# Data entries

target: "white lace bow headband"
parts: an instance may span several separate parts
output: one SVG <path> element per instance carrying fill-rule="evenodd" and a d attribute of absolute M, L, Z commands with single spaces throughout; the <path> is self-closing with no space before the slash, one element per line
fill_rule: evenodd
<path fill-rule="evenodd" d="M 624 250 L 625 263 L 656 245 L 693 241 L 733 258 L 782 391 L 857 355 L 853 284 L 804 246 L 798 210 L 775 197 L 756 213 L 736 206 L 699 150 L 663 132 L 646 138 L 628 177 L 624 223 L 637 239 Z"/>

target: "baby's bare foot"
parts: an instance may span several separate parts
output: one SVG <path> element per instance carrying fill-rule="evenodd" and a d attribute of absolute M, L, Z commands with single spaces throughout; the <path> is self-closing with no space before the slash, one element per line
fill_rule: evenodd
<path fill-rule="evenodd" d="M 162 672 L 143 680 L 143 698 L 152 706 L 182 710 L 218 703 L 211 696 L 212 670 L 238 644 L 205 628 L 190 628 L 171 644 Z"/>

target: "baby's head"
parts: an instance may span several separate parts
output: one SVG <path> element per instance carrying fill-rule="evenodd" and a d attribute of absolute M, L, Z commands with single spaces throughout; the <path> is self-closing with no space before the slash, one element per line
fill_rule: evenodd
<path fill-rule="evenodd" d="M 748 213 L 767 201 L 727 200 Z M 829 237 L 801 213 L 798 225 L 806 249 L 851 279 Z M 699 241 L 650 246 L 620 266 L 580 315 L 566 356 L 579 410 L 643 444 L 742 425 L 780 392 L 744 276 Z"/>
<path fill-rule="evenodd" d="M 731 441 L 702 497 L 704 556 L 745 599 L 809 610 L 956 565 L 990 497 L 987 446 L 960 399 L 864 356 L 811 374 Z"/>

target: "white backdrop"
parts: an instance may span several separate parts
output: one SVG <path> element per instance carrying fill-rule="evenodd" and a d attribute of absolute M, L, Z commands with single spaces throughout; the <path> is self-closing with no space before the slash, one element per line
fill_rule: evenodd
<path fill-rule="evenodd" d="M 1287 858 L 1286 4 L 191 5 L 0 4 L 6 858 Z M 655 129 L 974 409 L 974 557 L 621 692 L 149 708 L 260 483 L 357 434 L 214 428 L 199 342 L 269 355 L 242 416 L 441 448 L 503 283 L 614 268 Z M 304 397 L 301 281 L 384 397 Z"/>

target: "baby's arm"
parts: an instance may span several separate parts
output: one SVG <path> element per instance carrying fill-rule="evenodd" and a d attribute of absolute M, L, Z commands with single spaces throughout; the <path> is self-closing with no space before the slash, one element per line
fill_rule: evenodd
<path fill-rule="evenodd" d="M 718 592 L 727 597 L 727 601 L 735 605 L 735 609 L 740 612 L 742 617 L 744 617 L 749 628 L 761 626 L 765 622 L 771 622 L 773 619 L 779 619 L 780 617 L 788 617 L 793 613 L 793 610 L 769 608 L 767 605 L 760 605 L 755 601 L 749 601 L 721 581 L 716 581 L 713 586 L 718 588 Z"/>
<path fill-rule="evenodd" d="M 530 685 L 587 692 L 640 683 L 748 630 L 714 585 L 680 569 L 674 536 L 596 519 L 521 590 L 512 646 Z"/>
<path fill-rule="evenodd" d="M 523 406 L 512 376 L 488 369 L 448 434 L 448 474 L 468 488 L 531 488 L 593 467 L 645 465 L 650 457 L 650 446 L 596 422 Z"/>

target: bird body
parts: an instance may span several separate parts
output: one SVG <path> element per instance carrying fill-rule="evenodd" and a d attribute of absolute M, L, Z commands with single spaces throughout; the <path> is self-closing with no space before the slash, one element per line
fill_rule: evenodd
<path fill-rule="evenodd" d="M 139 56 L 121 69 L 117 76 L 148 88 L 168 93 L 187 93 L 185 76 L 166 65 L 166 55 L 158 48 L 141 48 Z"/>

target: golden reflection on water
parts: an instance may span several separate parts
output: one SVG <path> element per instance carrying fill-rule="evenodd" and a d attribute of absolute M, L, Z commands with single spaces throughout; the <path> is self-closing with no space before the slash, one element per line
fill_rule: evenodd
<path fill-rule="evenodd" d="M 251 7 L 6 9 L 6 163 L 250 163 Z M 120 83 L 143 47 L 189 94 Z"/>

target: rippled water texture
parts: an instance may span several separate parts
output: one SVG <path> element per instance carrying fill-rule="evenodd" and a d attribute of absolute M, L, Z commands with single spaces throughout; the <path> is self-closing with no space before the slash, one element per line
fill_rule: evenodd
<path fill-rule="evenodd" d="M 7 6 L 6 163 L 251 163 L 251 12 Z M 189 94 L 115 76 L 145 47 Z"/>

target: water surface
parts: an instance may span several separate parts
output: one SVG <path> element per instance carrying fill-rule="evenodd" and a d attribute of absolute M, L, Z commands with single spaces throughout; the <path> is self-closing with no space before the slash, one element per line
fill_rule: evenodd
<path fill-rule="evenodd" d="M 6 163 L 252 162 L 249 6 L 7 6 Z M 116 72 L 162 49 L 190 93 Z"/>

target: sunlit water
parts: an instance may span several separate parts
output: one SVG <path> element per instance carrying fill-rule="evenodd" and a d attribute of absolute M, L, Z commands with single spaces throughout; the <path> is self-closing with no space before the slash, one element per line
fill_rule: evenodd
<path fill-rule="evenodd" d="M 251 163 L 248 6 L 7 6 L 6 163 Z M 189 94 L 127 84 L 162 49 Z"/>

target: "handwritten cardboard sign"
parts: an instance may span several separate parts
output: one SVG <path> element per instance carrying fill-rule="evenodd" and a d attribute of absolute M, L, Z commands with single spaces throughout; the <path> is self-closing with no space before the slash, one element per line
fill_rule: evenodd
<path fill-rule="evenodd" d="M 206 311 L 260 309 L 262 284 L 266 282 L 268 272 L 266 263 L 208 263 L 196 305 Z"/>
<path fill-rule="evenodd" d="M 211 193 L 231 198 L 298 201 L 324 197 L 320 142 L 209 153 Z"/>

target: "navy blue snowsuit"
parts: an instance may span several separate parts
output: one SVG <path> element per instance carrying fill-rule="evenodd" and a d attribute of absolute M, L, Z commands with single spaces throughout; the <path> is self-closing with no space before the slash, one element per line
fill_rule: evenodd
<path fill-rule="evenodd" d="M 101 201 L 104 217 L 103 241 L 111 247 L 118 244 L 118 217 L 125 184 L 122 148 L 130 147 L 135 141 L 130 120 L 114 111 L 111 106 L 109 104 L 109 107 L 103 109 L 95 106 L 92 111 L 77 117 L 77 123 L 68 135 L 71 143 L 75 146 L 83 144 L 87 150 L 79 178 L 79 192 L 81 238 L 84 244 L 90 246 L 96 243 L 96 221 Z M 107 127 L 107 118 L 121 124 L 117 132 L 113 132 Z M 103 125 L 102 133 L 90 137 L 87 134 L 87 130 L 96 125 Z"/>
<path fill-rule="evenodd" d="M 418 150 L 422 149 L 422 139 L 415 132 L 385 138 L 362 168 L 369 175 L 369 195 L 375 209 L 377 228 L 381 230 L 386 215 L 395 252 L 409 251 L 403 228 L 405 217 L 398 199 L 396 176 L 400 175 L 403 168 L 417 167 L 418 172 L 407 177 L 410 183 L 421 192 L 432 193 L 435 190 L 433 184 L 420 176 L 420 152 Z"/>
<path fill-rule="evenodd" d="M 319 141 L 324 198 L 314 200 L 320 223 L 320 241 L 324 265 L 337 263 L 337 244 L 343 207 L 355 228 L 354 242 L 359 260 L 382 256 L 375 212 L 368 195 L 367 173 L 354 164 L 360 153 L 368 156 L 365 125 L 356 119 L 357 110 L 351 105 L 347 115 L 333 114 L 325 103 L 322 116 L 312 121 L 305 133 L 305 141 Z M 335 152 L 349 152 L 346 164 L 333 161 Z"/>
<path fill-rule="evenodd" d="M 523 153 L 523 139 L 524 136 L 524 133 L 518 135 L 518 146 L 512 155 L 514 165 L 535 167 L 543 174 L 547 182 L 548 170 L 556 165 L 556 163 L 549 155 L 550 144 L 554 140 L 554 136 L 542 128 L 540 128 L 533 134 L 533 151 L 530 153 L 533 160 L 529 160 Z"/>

# Exercise description
Transcribe the part of the records that opens with the line containing "target: sunlit water" and closes with the line containing "211 193 L 231", both included.

# Output for this task
target: sunlit water
parts: an instance may span several separate parts
output: one SVG <path> element per instance carrying fill-rule="evenodd" and a d attribute of absolute M, L, Z commands with single spaces throughout; the <path> is self-closing with no space before the slash, one element per line
fill_rule: evenodd
<path fill-rule="evenodd" d="M 251 163 L 248 6 L 7 6 L 6 163 Z M 189 94 L 127 84 L 162 49 Z"/>

target: "handwritten cardboard sign"
parts: an instance may span several separate parts
output: one SVG <path> element per instance carrying fill-rule="evenodd" and a d attribute of absolute M, L, Z commands with single spaces throughout; the <path> is self-closing with no space before the slash, one element per line
fill_rule: evenodd
<path fill-rule="evenodd" d="M 206 311 L 260 309 L 262 284 L 266 282 L 268 272 L 266 263 L 208 263 L 196 305 Z"/>
<path fill-rule="evenodd" d="M 211 193 L 231 198 L 298 201 L 324 197 L 320 142 L 209 153 Z"/>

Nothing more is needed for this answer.